| Goal of the exercise |
Rescale the part of the data below that opens with the line containing "In this exercise you will mark each instance of the weathered" and closes at the end of the data. Reproduce only those lines, requests included, with every x and y coordinate in the answers multiplied by 0.4 and rounded to a whole number, halves rounding up.

(Items drawn from a data source)
- - - - - - -
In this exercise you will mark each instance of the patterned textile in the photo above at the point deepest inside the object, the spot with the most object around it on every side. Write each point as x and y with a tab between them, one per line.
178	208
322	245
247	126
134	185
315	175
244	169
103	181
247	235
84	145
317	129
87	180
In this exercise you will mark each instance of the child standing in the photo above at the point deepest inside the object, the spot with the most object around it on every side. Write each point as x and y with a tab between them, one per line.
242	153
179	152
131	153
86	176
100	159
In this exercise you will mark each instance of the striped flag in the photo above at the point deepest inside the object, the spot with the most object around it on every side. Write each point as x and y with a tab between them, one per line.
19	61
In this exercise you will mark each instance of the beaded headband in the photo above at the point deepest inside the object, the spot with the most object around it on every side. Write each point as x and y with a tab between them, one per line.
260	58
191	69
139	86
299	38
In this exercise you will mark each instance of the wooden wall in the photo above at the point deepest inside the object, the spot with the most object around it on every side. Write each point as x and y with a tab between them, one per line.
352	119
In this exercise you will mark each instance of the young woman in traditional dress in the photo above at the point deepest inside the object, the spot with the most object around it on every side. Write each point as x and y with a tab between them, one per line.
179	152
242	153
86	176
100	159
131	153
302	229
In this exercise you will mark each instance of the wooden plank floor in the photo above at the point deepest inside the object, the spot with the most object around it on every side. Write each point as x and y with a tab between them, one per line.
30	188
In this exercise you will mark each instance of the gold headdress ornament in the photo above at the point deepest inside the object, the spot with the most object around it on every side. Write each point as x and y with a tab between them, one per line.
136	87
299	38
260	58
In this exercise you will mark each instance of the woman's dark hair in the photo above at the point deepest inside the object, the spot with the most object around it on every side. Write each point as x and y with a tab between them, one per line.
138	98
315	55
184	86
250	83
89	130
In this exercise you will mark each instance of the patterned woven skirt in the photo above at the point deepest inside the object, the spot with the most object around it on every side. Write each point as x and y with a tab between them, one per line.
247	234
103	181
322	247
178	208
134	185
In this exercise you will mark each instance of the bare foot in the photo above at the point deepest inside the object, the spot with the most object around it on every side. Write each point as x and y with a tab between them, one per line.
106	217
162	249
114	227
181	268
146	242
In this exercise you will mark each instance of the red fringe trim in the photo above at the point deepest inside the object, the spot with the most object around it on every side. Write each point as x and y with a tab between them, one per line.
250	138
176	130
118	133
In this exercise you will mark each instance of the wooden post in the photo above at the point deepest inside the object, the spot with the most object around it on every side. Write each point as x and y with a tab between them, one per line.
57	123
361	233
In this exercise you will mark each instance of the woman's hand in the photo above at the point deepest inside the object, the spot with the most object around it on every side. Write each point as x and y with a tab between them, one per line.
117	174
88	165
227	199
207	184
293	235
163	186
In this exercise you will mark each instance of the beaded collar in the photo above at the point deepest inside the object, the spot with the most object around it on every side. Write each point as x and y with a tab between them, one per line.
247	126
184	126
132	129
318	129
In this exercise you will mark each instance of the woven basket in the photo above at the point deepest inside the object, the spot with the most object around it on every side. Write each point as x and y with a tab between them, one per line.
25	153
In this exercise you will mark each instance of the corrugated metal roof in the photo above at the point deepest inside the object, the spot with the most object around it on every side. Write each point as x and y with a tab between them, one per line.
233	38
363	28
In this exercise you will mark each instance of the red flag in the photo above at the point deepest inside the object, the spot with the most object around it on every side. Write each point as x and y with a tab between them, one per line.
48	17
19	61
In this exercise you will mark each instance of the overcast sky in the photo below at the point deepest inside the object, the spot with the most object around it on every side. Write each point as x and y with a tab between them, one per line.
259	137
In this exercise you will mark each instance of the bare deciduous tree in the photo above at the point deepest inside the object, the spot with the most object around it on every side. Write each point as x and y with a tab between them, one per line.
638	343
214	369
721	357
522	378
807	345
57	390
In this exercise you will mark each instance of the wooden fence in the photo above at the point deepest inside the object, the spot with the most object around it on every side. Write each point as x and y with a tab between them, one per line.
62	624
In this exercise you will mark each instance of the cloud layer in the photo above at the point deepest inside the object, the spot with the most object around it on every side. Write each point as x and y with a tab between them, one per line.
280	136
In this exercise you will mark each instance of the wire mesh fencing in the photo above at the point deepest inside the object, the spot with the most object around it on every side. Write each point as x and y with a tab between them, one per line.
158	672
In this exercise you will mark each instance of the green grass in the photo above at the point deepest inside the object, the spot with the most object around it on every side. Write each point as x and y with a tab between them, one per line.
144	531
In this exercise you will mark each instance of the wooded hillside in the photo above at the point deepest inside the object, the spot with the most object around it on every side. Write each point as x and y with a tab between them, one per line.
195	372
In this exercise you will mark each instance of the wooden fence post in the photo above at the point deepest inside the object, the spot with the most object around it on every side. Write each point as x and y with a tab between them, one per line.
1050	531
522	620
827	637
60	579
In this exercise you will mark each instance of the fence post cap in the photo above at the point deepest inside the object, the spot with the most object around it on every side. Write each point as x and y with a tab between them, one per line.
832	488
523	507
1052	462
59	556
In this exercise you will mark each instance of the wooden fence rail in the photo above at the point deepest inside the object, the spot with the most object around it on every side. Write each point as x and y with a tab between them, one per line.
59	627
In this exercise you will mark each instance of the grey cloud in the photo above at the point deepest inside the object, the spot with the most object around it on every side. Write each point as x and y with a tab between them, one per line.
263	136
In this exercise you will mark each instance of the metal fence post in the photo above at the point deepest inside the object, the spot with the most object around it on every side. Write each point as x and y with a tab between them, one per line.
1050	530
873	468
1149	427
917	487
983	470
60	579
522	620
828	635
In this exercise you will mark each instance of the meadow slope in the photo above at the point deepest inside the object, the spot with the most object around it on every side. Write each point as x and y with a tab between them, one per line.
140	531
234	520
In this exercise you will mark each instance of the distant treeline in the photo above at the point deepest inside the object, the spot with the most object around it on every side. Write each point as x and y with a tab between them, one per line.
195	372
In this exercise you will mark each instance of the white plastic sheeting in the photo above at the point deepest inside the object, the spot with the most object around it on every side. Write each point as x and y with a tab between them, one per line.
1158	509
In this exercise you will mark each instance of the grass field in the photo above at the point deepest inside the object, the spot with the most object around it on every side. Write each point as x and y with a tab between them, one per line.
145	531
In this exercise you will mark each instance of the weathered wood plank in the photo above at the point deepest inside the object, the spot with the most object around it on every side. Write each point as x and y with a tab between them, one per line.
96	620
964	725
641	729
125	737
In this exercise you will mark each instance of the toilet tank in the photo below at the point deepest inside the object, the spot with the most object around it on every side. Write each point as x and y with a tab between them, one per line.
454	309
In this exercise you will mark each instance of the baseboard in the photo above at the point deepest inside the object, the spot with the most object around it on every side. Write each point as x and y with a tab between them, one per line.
- - - - - - -
| Solution to this task |
In this exercise you will mark each instance of the weathered wood plank in the photo above at the point deepest inside the object, the spot with the most object around it on every side. Write each point as x and y with a tab between them, one per line.
38	248
386	290
256	292
50	295
In this exercise you will mark each instance of the toilet tank in the photo below at the point deepest inside the object, the spot with the most object around it on every side. Write each point as x and y with a tab between them, one per line.
182	124
In this exercise you will mark each instance of the baseboard in the photo above at the point deepest inside the object, the spot with the most object around it on every side. Write each point as x and y with a tab between them, one per line.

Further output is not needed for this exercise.